#### Passage to read:
It's important to look at the counts of a dataset. Originally, this dataset had only 16 X-Ray images in the validation dataset, so 401 were moved from the train set to the validation set. Still, there are significantly more X-Ray images that show pneumonia than those that don't, which means that the classes need to be weighted. 

In [None]:
# Displaying pneumonia X-rays
pneumonia = os.listdir("data/chest_xray/chest_xray/train/PNEUMONIA")
pneumoniadir = "data/chest_xray/chest_xray/train/PNEUMONIA"


# Plotting the X-rays
plt.figure(figsize = (20, 10))
for i in range(9):
    plt.subplot(3, 3, i+1)
    image = plt.imread(os.path.join(pneumoniadir, pneumonia[i]))
    plt.imshow(image)
    plt.axis('off')

In [None]:
# Displaying normal X-rays
normal = os.listdir("data/chest_xray/chest_xray/train/NORMAL")
normaldir = "data/chest_xray/chest_xray/train/NORMAL"

plt.figure(figsize = (20, 10))
for i in range(9):
    plt.subplot(3, 3, i+1)
    image = plt.imread(os.path.join(normaldir, normal[i]))
    plt.imshow(image)
    plt.axis('off')

As we can see, the pneumonia images seem to be a little more hazy and less clear, but the X-Ray images are a little difficult to read. Though there aren't many untrained human eyes looking at the X-Rays, it can still be confusing for healthcare providers.

In [None]:
# Reading the normal images

normal_img = plt.imread(os.path.join(normaldir, normal[0]))
normal_img

In [None]:
# Reading the pneumonia images

pneumonia_img = plt.imread(os.path.join(pneumoniadir, pneumonia[0]))
pneumonia_img

In [None]:
# Plotting a histogram of the pixels of the images

sns.histplot(normal_img.ravel(), color = 'pink', bins = 150)
plt.title('Pixel Intensity Distribution for a Normal X-Ray')
plt.xlabel('Pixel Intensity')
plt.ylabel('Number of pixels in the image')
plt.show();

In [None]:
# Plotting a histogram of the pixels of pneumonia images

sns.histplot(pneumonia_img.ravel(), color = 'pink', bins = 150)
plt.title('Pixel Intensity Distribution for a Pneumonia X-Ray')
plt.xlabel('Pixel Intensity')
plt.ylabel('Number of pixels in the image')
sns.histplot(pneumonia_img.ravel(), color = 'pink', bins = 150);

### Image Generator

In [None]:
# Separating train and val datagen

train_datagen = ImageDataGenerator(rescale=1./255)
val_datagen = ImageDataGenerator(rescale=1./255)

train_generator = train_datagen.flow_from_directory(train_dir, 
                                                    target_size=(224, 224), 
                                                    batch_size=32,
                                                    class_mode='binary',
                                                    shuffle = True)

#### Provided material:
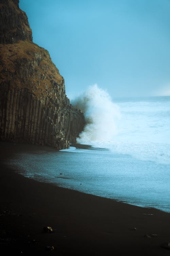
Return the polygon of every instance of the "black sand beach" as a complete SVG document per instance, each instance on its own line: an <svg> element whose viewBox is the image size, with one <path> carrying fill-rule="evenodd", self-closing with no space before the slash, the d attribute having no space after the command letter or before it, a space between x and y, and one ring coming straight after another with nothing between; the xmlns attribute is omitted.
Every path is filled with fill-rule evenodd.
<svg viewBox="0 0 170 256"><path fill-rule="evenodd" d="M170 255L160 246L170 241L169 214L26 178L3 163L10 144L0 144L1 255Z"/></svg>

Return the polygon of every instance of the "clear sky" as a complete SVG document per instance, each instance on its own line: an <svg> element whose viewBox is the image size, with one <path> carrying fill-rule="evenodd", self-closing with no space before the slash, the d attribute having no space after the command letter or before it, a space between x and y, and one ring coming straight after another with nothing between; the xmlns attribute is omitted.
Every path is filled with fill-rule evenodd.
<svg viewBox="0 0 170 256"><path fill-rule="evenodd" d="M20 0L70 98L170 95L170 0Z"/></svg>

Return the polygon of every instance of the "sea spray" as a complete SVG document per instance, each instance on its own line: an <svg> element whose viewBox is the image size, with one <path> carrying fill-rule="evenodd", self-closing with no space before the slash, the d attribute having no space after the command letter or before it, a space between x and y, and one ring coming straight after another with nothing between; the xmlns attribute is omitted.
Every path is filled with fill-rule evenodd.
<svg viewBox="0 0 170 256"><path fill-rule="evenodd" d="M71 103L85 117L86 125L77 139L79 143L108 141L117 133L117 124L121 116L119 107L97 84L89 86Z"/></svg>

#### What this task involves:
In the chest X-ray notebook text above, list every keyword argument passed to train_datagen.flow_from_directory, together with the value assigned to it.

#### Response:
- target_size: (224, 224)
- batch_size: 32
- class_mode: 'binary'
- shuffle: True